Adesso che la questione è risolta, che il calcio a Viterbo ha trovato un nuovo padrone, un punto di riferimento, un interlocutore solido & vincente, si può tirare un sospiro di sollievo. E accendere un cero a Santa Rosa, affinché certe cose non si verifichino più, mai più. Quali cose? Be’, il suggerimento arriva dallo stesso Comandante, che butta là una frase che è una coltellata, almeno per qualcuno: “Tra le altre cose, io voglio cancellare la commistione tra politica e calcio, che negli ultimi anni ha interessato Viterbo e i viterbesi. Un vero e proprio mercimonio”. E schifoso, ci permettiamo di aggiungere qui.
Già, la commistione tra politica e pallone, due passioni, due vizi, prettamente italici, che si sublimano in un unico fluido mortale, alla blob. Una melassa di impicci e di scambi che manco a Porta Portese la domenica mattina. Con la differenza che magari da quelle parti, a volte, con un pizzico di fortuna, qualche buon affare si riesce a fare. Qui, invece, nel sublime giuoco della pedata, di solito si gioca a perdere. E di esempi da citare ce ne sarebbero a iosa, restando solo nello zoo gialloblu.

> DATI FORNITI:
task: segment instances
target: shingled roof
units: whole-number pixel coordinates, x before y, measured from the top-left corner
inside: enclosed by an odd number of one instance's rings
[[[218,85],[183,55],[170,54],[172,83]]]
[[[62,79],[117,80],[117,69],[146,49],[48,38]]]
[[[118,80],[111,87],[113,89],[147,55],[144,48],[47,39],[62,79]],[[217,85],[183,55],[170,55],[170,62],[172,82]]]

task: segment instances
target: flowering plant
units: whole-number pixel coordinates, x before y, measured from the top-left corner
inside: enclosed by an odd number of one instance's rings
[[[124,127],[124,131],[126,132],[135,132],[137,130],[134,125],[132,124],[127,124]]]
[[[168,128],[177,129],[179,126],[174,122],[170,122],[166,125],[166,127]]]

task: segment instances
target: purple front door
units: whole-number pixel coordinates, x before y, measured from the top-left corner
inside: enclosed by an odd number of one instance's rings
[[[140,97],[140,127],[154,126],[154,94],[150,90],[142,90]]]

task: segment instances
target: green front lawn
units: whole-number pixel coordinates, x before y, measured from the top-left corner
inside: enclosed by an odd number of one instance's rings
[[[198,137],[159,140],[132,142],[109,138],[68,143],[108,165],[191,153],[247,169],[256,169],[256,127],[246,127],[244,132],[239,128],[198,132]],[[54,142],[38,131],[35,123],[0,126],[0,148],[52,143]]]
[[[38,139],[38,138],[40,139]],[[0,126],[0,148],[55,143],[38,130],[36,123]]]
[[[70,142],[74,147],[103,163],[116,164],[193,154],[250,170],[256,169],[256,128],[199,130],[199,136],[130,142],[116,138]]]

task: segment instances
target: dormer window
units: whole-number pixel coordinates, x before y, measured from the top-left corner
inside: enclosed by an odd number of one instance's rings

> DOMANDE:
1/ Rispondi a queste domande sul testo sul calcio a Viterbo:
(a) A quale santa si suggerisce di accendere un cero?
(b) Che cosa vuole cancellare il Comandante?
(c) A quale mercato della domenica mattina viene paragonata la melassa di impicci e di scambi?
2/ Continua il testo sul calcio a Viterbo partendo dall'ultima frase.

> SOLUZIONI:
1/
(a) A Santa Rosa.
(b) La commistione tra politica e calcio.
(c) A Porta Portese.

2/
C’era per esempio Luciano Gaucci che voleva costruire un ippodromo al Poggino, idea già di per sé surreale, alla Febbre da Cavallo. Aveva i suoi amichetti, Lucianone, che lo spinsero a prendere la Viterbese e in cambio qualcosa poi sarebbe arrivato. Non arrivò nulla, tantomeno l’ippodromo, e Lucianone migrò verso altri lidi, Catania e San Benedetto del Tronto. Se li abbia ottenuto ciò che chiedeva, be’, non è dato sapere. Ma almeno, rimafose con l’ajetto, Gaucci portò la Viterbese lassù, dove osano le aquile. Gli altri, la maggior parte dei suoi successori, non ebbe la stessa sfortuna. C’era chi chiedeva appalti per le mense, chi intrallazzava coi rifiuti, chi di qua e chi di là. Poi, naturalmente, una lunga sfilza di raccomandati dalla politica, una razza particolarmente diffusa in questo stato libero di Bananas. Si tratta di quelli messi a gestire la Viterbese – che è, in teoria, una società a responsabilità limitata – per “meriti politici”, qualsiasi cosa voglia dire. Gente che deve stare lì perché deve stare lì. Che poi magari sarà un bravo manager, un bravo imprenditore, ma questo conta relativamente: ciò che conta, piuttosto, è la bandiera che si porta, mica un gagliardetto calcistico, ma una bandiera politica.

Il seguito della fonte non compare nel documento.